+++ PAGE EXCERPT
1991 - Franck Thilliez

There is inevitably quite a bit of interest in retrospectively going further back into the career of an established crime thriller figure like Commissioner Franck Sharko. Franck Thilliez takes us back then to 1991 to the first murder case undertaken by Franck Sharko as a inspector recently appointed to a post in Paris. Anyone familiar with Sharko knows that what happened a short time afterwards in the first written Sharko novel Train d'enfer pour Ange rouge knows how deeply he has been marked by his experiences personally and professionally, so it comes as little surprise that his first case is also a very unusual and disturbing one that also challenges him on a personal level.

There are a couple of cases that land on the desk of the 30 year old inspector in December 1991. Sharko, who has been in the service for seven years in provinces and in Lille, has only recently moved to Paris and is sent to look through the archives of a case that has remained open but unresolved for several years. Three young women, around 30 years old, were abducted from underground carparks between 1986 and 1989 in the southern districts of the city, brutally raped and murdered. There has been no progress or leads since in l’affaire des Disparues since then, and no further killings, so the idea is that it needs a fresh set of eyes. Soon Sharko is intrigued by a page missing from the binder that holds notes and observations from the investigating officers on the case. 

Meanwhile, a young man has been sent an obscure message with a link to a poem by Baudelaire from Les Fleurs du mal that leads him to a disturbing photograph. By chance, it's Sharko who he meets at the station and, recognising the danger to the woman tied up in the photo, Sharko takes to the road to woods of Yvelines outside Paris, to the a container workshop of Delphine Escremieu. Too late of course, the fate suffered by the young woman on the bed is horrendous, a shocking introduction for the new detective. Despite the state of the room and body however, this was no frenzied attack, rather - like the letter and photographs leading to the location - signs of a planned and staged killing. And, just to further puzzle the police, the room is locked from the inside with no windows or other exits. What is even stranger is that when identifying the body, Delphine's parents say it's not their daughter.

Dès qu’il y a un soupçon d’intelligence dans la tête d’un criminal, ça complique les choses”, a colleague, Glichard colleague tells Sharko at scene, a lesson he will find to be true in the years to come. And this one, who earns the nickname le Méticuleux, is playing a clever and very complicated game with the police. His activities however are not only of an extraordinary brutality, but he appears to be leading the police towards another revelation. One of those factors that appears to be significant is the photographs of young children found at the scene, all 8 or 9 years old and naked, suggesting that they have been abused.
++++++
+++ RECORDS PROVIDED
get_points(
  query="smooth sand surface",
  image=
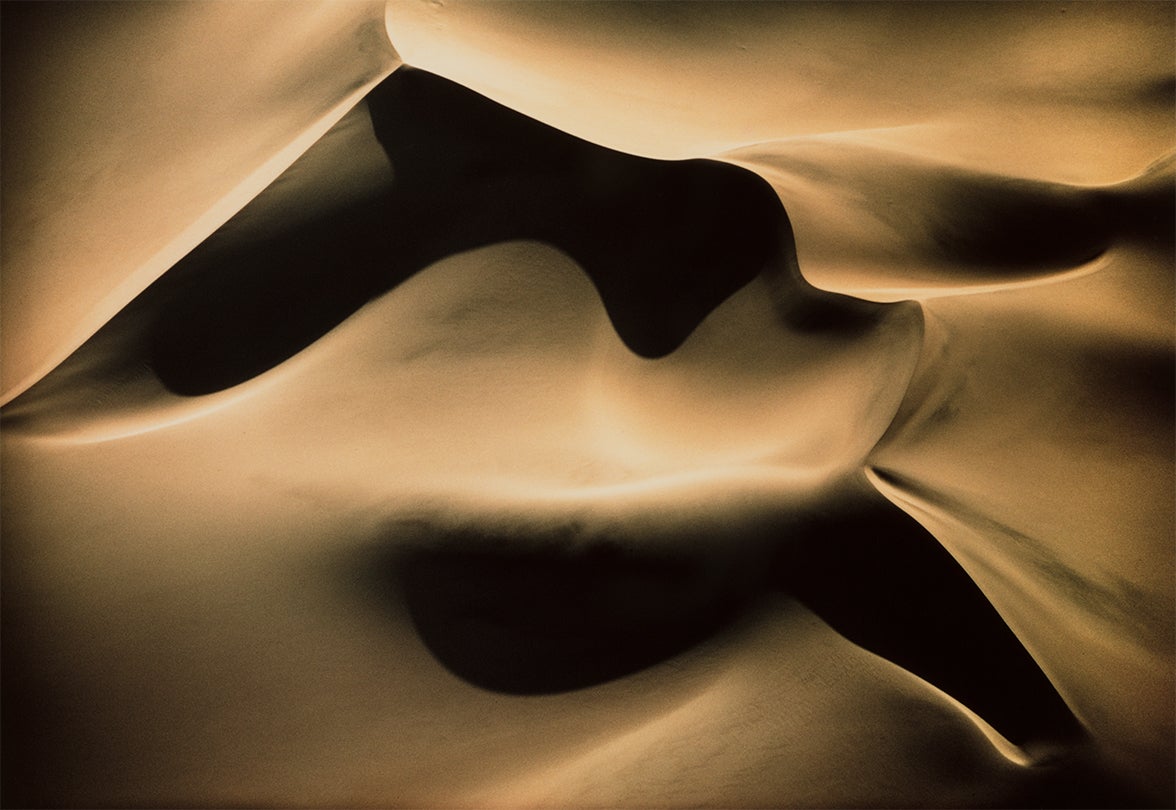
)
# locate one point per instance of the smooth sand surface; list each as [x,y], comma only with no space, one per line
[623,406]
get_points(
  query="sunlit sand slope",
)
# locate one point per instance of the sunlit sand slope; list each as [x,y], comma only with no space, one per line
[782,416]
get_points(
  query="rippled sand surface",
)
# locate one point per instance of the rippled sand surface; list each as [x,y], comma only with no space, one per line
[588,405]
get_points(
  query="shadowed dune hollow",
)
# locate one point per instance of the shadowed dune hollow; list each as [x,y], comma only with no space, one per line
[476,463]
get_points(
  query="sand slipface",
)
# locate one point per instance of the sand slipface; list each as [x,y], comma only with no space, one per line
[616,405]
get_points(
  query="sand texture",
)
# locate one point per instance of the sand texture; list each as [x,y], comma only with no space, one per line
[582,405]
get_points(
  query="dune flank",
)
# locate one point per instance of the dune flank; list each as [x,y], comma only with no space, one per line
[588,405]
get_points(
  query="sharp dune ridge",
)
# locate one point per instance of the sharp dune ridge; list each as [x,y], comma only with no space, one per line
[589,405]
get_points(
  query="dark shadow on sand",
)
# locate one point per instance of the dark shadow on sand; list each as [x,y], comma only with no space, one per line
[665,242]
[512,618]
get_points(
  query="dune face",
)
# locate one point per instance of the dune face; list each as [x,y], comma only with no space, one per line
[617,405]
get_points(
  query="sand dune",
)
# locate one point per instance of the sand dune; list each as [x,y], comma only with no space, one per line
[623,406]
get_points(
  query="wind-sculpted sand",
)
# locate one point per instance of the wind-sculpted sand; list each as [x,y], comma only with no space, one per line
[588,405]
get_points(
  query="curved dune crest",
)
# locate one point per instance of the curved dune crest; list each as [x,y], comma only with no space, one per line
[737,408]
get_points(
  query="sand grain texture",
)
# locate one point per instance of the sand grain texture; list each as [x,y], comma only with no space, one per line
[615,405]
++++++
+++ RECORDS PROVIDED
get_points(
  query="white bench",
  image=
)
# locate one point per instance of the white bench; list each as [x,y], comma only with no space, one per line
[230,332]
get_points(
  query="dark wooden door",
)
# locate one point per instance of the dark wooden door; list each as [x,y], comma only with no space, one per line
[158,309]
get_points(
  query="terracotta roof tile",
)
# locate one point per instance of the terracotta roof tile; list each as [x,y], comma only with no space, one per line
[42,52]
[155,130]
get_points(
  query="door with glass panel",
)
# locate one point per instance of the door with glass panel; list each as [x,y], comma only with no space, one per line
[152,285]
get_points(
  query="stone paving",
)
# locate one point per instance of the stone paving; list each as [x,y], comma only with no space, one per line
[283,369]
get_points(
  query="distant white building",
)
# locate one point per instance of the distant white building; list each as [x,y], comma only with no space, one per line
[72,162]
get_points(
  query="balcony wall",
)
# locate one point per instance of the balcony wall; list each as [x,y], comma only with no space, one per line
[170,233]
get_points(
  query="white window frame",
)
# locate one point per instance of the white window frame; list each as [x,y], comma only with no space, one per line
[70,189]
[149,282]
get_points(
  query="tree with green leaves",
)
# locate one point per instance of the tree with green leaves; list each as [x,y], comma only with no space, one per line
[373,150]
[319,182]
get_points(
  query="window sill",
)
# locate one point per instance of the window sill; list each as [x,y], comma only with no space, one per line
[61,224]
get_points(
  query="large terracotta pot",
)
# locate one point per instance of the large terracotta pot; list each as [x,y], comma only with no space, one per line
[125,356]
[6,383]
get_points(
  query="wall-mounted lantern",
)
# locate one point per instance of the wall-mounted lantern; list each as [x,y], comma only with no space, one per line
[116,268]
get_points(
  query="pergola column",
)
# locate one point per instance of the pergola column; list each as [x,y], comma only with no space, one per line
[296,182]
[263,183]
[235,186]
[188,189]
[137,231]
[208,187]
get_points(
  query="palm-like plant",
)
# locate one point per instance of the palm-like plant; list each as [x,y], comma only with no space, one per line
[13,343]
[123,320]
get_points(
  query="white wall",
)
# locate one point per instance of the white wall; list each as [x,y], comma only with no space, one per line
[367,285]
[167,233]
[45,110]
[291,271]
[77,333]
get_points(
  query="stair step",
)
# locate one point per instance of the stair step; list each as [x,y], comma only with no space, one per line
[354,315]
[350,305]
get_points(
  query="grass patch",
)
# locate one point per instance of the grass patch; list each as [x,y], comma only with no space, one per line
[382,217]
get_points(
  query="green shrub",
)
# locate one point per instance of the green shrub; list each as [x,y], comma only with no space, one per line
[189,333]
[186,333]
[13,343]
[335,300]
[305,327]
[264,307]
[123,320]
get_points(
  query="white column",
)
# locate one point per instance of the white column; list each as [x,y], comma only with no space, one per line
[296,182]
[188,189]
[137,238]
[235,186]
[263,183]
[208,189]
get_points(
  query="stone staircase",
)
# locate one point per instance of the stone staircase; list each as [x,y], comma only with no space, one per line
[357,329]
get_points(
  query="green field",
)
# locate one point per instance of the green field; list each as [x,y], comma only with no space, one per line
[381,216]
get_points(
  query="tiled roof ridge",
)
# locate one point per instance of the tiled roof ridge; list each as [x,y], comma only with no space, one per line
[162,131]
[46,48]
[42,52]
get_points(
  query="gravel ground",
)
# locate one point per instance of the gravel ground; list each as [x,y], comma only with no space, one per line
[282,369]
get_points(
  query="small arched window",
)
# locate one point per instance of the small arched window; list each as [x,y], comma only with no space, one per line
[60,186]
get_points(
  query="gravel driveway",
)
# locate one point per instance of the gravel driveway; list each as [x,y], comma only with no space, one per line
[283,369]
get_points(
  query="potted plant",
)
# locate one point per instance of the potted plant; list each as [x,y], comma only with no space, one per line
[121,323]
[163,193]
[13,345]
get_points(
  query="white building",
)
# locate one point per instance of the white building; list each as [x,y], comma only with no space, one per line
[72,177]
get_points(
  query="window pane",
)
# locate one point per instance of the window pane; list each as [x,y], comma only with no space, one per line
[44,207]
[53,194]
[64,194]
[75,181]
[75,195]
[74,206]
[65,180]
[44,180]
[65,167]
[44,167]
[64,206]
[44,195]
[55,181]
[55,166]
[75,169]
++++++
**TASK ITEM:** Continue the review of Franck Thilliez's novel 1991, given above, starting right after its last sentence.

**EXERCISE ANSWER:**
1991 is an opportunity for Thilliez to go old school. It might not seem that long ago, but even in 1991 police affairs and attitudes were handled quite differently. There are no mobile phones and the expansion of the Internet is a way off yet, meaning long hours put in searching through hardcopy files in dusty archives. The Minitel, a precursor to the Internet popular in France, is useful and used often here, but we are far away from the speed of modern computer searches. Even DNA analysis in its early stages and only just starting to have an impact on crime investigation. But Thilliez isn't just going back to 1991 for the sake of nostalgia. The way his police colleagues operate here to different rules and methods is significant to Sharko who is just finding his feet in the middle of an extraordinary case. Or cases.

What is different and great about this book is how much we get to learn about the team that Sharko starts out with in 36 Quai des Orfèvres. There are a wide range of characters and personalities here, each with different levels of experience and their own ways of operating inside and outside the rules. You could see this as a formative experience for the new man in 36, not least in his experiences of the darker side of crime and murder in this case. The case of le Méticuleux is thrilling, shocking and full of surprises. Yes, it's another cat and mouse chase, the criminal leading the police on, playing with them, but if you think this is just a game, a puzzle for the initiation of the young inspector Sharko to work out, you will find it is no less dark, dangerous and otherworldly than the later cases we are now more familiar with.

Thilliez might even attempt to take on a little too much here, going a little bit overboard with the horror of the killings and mutilations, with hints at voodoo rituals, toxic substances and 'zombies' - none of which play a really significant role in the case - but genetics are again a common factor here as in many other Sharko cases. Thilliez has a way of making it work however, a factor that gives his writing its unique character. What is certain however is that 1991 is never dull for a second, with the cases of Mr Meticulous, the Disappeared Women cold case and a few other connected situations and experiences each getting more and more surprising each chapter. It seems one step forward two back at times, but all in the service of a fascinating thriller.


Reading notes: 1991 by Franck Thilliez was published in France in 2021 by 12-21. As none of his works are yet published in English to my knowledge, I read this in French in the Amazon Kindle edition. In his afterword, Thilliez describes how going back in time helped get through the 2020 lockdown. I think this is a cue now to finally bite the bullet - despite knowing how horrifically things turn out from subsequent works - and get around to Train d’enfer pour Ange rouge for my next Thilliez Sharko read.